• [DIRECTION] Quote the lines below exactly as they stand, from the line containing "Draw the outline of every instance of the child's eye" through the line containing "79 32 L 79 30", both included.

• [LISTED ENTRIES]
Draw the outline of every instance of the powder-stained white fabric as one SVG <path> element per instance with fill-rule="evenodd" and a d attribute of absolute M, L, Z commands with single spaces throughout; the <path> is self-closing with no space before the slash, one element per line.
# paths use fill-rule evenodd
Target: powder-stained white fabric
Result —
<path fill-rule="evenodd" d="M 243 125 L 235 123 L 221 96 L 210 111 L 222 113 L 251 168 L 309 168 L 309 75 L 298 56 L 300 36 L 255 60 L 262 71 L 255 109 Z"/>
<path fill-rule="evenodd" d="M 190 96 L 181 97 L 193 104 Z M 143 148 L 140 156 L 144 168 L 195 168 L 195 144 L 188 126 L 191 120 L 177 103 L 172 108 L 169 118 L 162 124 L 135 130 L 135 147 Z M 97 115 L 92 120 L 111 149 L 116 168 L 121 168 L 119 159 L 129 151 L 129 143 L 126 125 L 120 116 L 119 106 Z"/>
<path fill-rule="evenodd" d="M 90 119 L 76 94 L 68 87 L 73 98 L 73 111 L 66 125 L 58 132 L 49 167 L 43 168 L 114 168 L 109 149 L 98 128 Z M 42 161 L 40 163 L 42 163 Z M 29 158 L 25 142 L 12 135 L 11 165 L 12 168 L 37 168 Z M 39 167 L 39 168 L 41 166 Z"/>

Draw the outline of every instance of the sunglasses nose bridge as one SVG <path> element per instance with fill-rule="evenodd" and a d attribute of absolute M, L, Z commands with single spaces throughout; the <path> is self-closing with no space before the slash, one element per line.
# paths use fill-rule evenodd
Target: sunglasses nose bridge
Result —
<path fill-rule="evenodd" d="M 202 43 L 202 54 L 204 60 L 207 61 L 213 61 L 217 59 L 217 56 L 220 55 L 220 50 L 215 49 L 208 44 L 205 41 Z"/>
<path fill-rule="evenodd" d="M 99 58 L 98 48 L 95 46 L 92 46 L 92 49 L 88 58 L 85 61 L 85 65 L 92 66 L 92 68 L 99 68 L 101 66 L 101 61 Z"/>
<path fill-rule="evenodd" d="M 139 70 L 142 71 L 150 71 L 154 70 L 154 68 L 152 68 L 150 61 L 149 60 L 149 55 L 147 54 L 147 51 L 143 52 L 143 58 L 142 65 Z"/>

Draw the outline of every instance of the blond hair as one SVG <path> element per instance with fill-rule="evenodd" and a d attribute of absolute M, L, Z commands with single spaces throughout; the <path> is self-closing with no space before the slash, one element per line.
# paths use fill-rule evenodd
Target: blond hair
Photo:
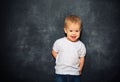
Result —
<path fill-rule="evenodd" d="M 75 23 L 75 24 L 79 24 L 80 25 L 80 29 L 82 28 L 82 20 L 79 16 L 76 15 L 69 15 L 65 18 L 65 22 L 64 22 L 64 28 L 68 27 L 69 24 L 71 23 Z"/>

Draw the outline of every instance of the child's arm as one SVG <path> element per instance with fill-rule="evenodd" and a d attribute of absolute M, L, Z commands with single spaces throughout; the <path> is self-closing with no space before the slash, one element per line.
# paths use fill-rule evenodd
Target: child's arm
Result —
<path fill-rule="evenodd" d="M 83 66 L 84 66 L 84 61 L 85 61 L 85 58 L 84 57 L 80 57 L 80 75 L 82 74 L 82 69 L 83 69 Z"/>
<path fill-rule="evenodd" d="M 54 50 L 52 50 L 52 55 L 53 55 L 53 57 L 56 59 L 56 57 L 57 57 L 57 52 L 56 51 L 54 51 Z"/>

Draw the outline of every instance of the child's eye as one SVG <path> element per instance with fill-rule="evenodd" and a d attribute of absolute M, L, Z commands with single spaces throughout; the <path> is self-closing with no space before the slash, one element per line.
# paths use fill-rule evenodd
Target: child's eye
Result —
<path fill-rule="evenodd" d="M 79 32 L 79 30 L 76 30 L 76 32 Z"/>
<path fill-rule="evenodd" d="M 70 30 L 70 32 L 72 32 L 72 30 Z"/>

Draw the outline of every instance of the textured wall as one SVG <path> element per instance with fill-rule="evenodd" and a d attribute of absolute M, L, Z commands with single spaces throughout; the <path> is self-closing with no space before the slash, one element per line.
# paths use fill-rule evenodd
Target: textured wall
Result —
<path fill-rule="evenodd" d="M 81 16 L 87 48 L 82 82 L 117 82 L 120 8 L 116 0 L 4 0 L 1 3 L 2 82 L 54 82 L 53 42 L 64 18 Z"/>

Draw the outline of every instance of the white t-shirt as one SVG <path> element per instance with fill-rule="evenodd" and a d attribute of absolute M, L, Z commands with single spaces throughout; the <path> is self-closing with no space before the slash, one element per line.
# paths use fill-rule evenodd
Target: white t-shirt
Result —
<path fill-rule="evenodd" d="M 55 41 L 53 50 L 58 52 L 55 73 L 79 75 L 80 57 L 86 54 L 85 45 L 81 41 L 71 42 L 66 37 Z"/>

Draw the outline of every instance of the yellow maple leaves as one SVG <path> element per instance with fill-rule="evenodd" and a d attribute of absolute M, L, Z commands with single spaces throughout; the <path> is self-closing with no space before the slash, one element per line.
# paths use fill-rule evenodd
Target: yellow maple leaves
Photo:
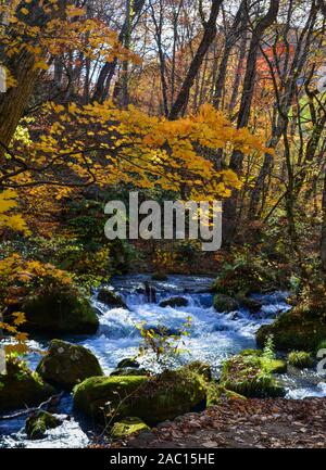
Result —
<path fill-rule="evenodd" d="M 21 214 L 8 214 L 16 207 L 17 193 L 10 189 L 0 192 L 0 230 L 11 228 L 29 234 L 29 230 Z"/>

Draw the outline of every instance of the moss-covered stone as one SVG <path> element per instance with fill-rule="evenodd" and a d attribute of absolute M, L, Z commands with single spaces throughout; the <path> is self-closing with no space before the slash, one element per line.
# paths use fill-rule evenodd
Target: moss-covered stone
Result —
<path fill-rule="evenodd" d="M 214 295 L 213 305 L 217 312 L 235 312 L 239 308 L 239 303 L 235 298 L 224 294 Z"/>
<path fill-rule="evenodd" d="M 261 350 L 242 350 L 239 356 L 258 357 L 262 368 L 268 373 L 285 373 L 287 371 L 287 363 L 284 359 L 266 358 Z"/>
<path fill-rule="evenodd" d="M 167 281 L 168 277 L 165 275 L 165 272 L 158 271 L 152 274 L 152 280 L 153 281 Z"/>
<path fill-rule="evenodd" d="M 239 393 L 226 390 L 217 383 L 211 382 L 206 388 L 206 407 L 220 405 L 223 399 L 247 399 L 246 396 Z"/>
<path fill-rule="evenodd" d="M 305 351 L 291 351 L 288 355 L 288 363 L 298 369 L 304 369 L 314 365 L 311 354 Z"/>
<path fill-rule="evenodd" d="M 204 380 L 181 368 L 148 377 L 95 377 L 74 390 L 74 406 L 98 420 L 137 415 L 147 424 L 173 419 L 205 399 Z"/>
<path fill-rule="evenodd" d="M 37 372 L 32 372 L 25 363 L 7 360 L 7 373 L 0 374 L 1 410 L 38 405 L 54 394 L 55 390 Z"/>
<path fill-rule="evenodd" d="M 211 366 L 206 363 L 202 363 L 200 360 L 193 360 L 192 363 L 185 366 L 185 369 L 198 373 L 208 382 L 212 380 L 212 369 Z"/>
<path fill-rule="evenodd" d="M 267 269 L 254 264 L 241 264 L 223 270 L 213 284 L 213 292 L 235 297 L 273 289 L 274 278 Z"/>
<path fill-rule="evenodd" d="M 142 367 L 139 369 L 136 369 L 135 367 L 122 367 L 114 369 L 110 376 L 148 376 L 149 373 L 150 372 Z"/>
<path fill-rule="evenodd" d="M 62 421 L 47 411 L 37 411 L 26 419 L 25 431 L 30 440 L 43 439 L 49 429 L 58 428 Z"/>
<path fill-rule="evenodd" d="M 97 357 L 89 350 L 61 340 L 51 341 L 36 370 L 47 382 L 64 390 L 73 389 L 88 377 L 103 374 Z"/>
<path fill-rule="evenodd" d="M 115 422 L 111 430 L 111 437 L 123 439 L 130 434 L 149 431 L 150 428 L 139 418 L 125 418 L 122 421 Z"/>
<path fill-rule="evenodd" d="M 233 356 L 223 366 L 220 384 L 247 397 L 283 396 L 285 391 L 272 374 L 279 371 L 277 363 L 259 355 Z"/>
<path fill-rule="evenodd" d="M 122 369 L 124 367 L 135 367 L 135 368 L 138 368 L 139 367 L 139 363 L 136 359 L 134 359 L 134 357 L 126 357 L 125 359 L 122 359 L 117 364 L 117 366 L 116 366 L 117 369 Z"/>
<path fill-rule="evenodd" d="M 171 297 L 166 301 L 160 302 L 160 307 L 187 307 L 189 304 L 188 298 L 185 297 Z"/>
<path fill-rule="evenodd" d="M 105 305 L 112 307 L 126 308 L 126 303 L 122 300 L 122 297 L 109 288 L 101 288 L 98 292 L 98 301 L 102 302 Z"/>
<path fill-rule="evenodd" d="M 26 331 L 90 334 L 99 327 L 96 310 L 89 301 L 68 291 L 39 293 L 29 297 L 22 309 L 26 315 Z"/>
<path fill-rule="evenodd" d="M 263 325 L 258 330 L 258 345 L 263 346 L 271 334 L 277 350 L 314 351 L 326 338 L 326 319 L 317 309 L 298 304 L 274 323 Z"/>
<path fill-rule="evenodd" d="M 237 301 L 242 307 L 247 308 L 251 314 L 255 314 L 260 312 L 263 306 L 262 302 L 256 301 L 255 298 L 252 297 L 248 297 L 242 293 L 237 295 Z"/>

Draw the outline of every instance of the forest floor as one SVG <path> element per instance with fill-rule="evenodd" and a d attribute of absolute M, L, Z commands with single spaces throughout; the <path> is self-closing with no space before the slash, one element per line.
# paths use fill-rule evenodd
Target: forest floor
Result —
<path fill-rule="evenodd" d="M 112 447 L 325 447 L 326 398 L 225 401 Z"/>

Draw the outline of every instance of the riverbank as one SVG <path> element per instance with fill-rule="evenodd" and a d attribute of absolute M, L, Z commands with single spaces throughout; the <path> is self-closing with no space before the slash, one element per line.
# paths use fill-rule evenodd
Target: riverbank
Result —
<path fill-rule="evenodd" d="M 326 398 L 252 398 L 184 415 L 112 447 L 323 448 L 325 441 Z"/>

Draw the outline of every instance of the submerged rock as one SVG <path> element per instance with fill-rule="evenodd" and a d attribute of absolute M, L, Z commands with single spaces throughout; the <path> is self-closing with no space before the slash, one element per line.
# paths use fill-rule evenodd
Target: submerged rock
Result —
<path fill-rule="evenodd" d="M 297 367 L 298 369 L 304 369 L 314 365 L 311 354 L 304 351 L 292 351 L 288 355 L 288 363 L 290 366 Z"/>
<path fill-rule="evenodd" d="M 76 409 L 101 420 L 137 415 L 155 424 L 193 409 L 205 399 L 203 379 L 186 368 L 149 377 L 96 377 L 74 390 Z"/>
<path fill-rule="evenodd" d="M 55 394 L 55 390 L 43 382 L 18 359 L 7 360 L 7 373 L 0 374 L 0 409 L 17 409 L 38 405 Z"/>
<path fill-rule="evenodd" d="M 136 367 L 136 368 L 138 368 L 139 366 L 140 366 L 139 363 L 137 363 L 137 360 L 134 359 L 134 357 L 126 357 L 125 359 L 122 359 L 117 364 L 116 368 L 117 369 L 122 369 L 124 367 Z"/>
<path fill-rule="evenodd" d="M 24 330 L 51 334 L 95 333 L 99 327 L 89 301 L 73 292 L 46 292 L 28 298 L 22 307 Z"/>
<path fill-rule="evenodd" d="M 167 281 L 168 277 L 165 275 L 165 272 L 153 272 L 152 274 L 152 280 L 153 281 Z"/>
<path fill-rule="evenodd" d="M 239 304 L 247 308 L 251 314 L 255 314 L 261 310 L 263 303 L 255 298 L 248 297 L 247 295 L 238 294 L 237 301 Z"/>
<path fill-rule="evenodd" d="M 212 290 L 235 297 L 237 294 L 247 296 L 274 287 L 275 280 L 267 269 L 254 264 L 241 264 L 225 269 L 215 280 Z"/>
<path fill-rule="evenodd" d="M 244 352 L 224 363 L 220 384 L 246 397 L 284 396 L 273 373 L 286 371 L 286 363 L 266 359 L 261 352 Z"/>
<path fill-rule="evenodd" d="M 239 303 L 228 295 L 216 294 L 213 298 L 214 308 L 217 312 L 235 312 L 239 308 Z"/>
<path fill-rule="evenodd" d="M 325 312 L 298 304 L 281 314 L 272 325 L 263 325 L 256 332 L 256 342 L 263 346 L 273 334 L 275 347 L 283 351 L 314 351 L 326 339 Z"/>
<path fill-rule="evenodd" d="M 86 347 L 52 340 L 37 372 L 49 383 L 71 390 L 88 377 L 102 376 L 97 357 Z"/>
<path fill-rule="evenodd" d="M 122 439 L 130 434 L 149 431 L 150 428 L 139 418 L 125 418 L 122 421 L 115 422 L 111 430 L 111 437 Z"/>
<path fill-rule="evenodd" d="M 58 428 L 62 420 L 47 411 L 37 411 L 26 419 L 25 431 L 30 440 L 43 439 L 49 429 Z"/>
<path fill-rule="evenodd" d="M 99 290 L 98 301 L 112 307 L 128 308 L 122 297 L 110 288 L 101 288 Z"/>
<path fill-rule="evenodd" d="M 162 301 L 160 302 L 160 307 L 187 307 L 187 305 L 189 304 L 188 298 L 185 297 L 171 297 L 167 298 L 166 301 Z"/>
<path fill-rule="evenodd" d="M 148 376 L 150 372 L 147 369 L 136 369 L 135 367 L 122 367 L 116 368 L 113 370 L 113 372 L 110 373 L 111 376 Z"/>

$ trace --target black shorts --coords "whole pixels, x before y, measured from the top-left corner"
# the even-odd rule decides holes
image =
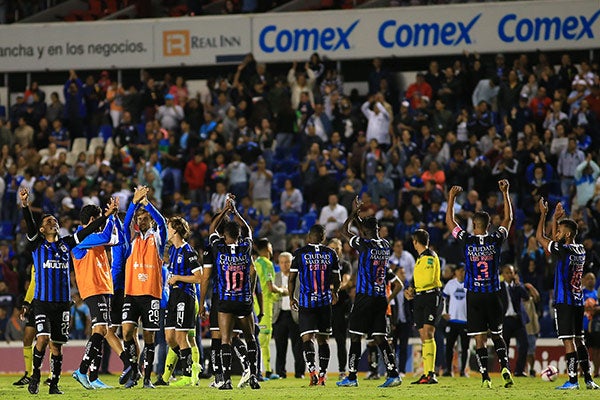
[[[110,299],[110,324],[111,326],[120,326],[123,320],[123,302],[125,293],[122,289],[115,290],[115,294]]]
[[[110,295],[97,294],[84,300],[90,309],[92,328],[96,325],[110,326]]]
[[[220,300],[219,312],[224,314],[233,314],[238,318],[244,318],[252,315],[254,309],[252,302],[242,303],[240,301]]]
[[[358,293],[348,321],[348,332],[357,335],[386,336],[387,299]]]
[[[500,292],[467,292],[467,332],[469,336],[502,333],[504,309]]]
[[[583,306],[555,304],[554,324],[559,339],[583,338]]]
[[[54,343],[67,343],[71,321],[69,306],[67,302],[33,300],[36,337],[50,336],[50,340]]]
[[[160,299],[152,296],[125,296],[123,302],[123,324],[134,324],[142,320],[145,331],[160,329]]]
[[[331,306],[316,308],[300,307],[298,310],[300,336],[307,333],[331,335]]]
[[[442,295],[439,290],[417,293],[413,303],[413,314],[417,329],[423,325],[435,326],[442,315]]]
[[[181,289],[171,290],[165,313],[165,329],[189,331],[196,327],[196,299]]]

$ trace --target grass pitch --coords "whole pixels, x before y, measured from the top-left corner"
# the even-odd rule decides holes
[[[19,377],[0,376],[0,399],[31,399],[26,387],[12,386]],[[137,386],[133,389],[115,388],[109,390],[85,390],[70,375],[63,375],[60,387],[65,392],[62,396],[52,396],[53,399],[63,400],[94,400],[94,399],[119,399],[119,400],[178,400],[178,399],[244,399],[244,400],[275,400],[275,399],[333,399],[333,400],[371,400],[371,399],[445,399],[445,400],[485,400],[485,399],[598,399],[600,391],[586,390],[583,379],[578,391],[559,391],[554,387],[565,381],[565,376],[560,376],[556,382],[544,382],[536,378],[516,378],[515,386],[505,389],[499,375],[492,375],[493,388],[481,388],[478,374],[471,378],[439,378],[438,385],[411,385],[416,378],[407,376],[400,387],[379,389],[377,385],[383,380],[367,381],[360,379],[359,387],[339,388],[335,385],[337,374],[330,374],[330,380],[325,387],[308,387],[308,379],[280,379],[277,381],[261,382],[262,389],[250,388],[233,391],[219,391],[208,387],[208,380],[201,380],[196,387],[159,387],[154,390],[142,389]],[[116,385],[117,376],[101,376],[108,385]],[[239,377],[234,377],[233,383],[237,384]],[[141,384],[141,381],[140,381]],[[49,398],[48,387],[40,386],[38,398]]]

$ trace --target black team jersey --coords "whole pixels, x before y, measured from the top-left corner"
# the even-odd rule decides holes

• [COMPLETE ANSWER]
Draw the outline of every instance of the child's eye as one SVG <path> element per instance with fill-rule="evenodd" and a d attribute of absolute M, L, Z commands with single spaces throughout; the <path> is self-closing with no space before the slash, one element per line.
# paths use fill-rule evenodd
Target: child's eye
Result —
<path fill-rule="evenodd" d="M 79 32 L 79 30 L 76 30 L 76 32 Z"/>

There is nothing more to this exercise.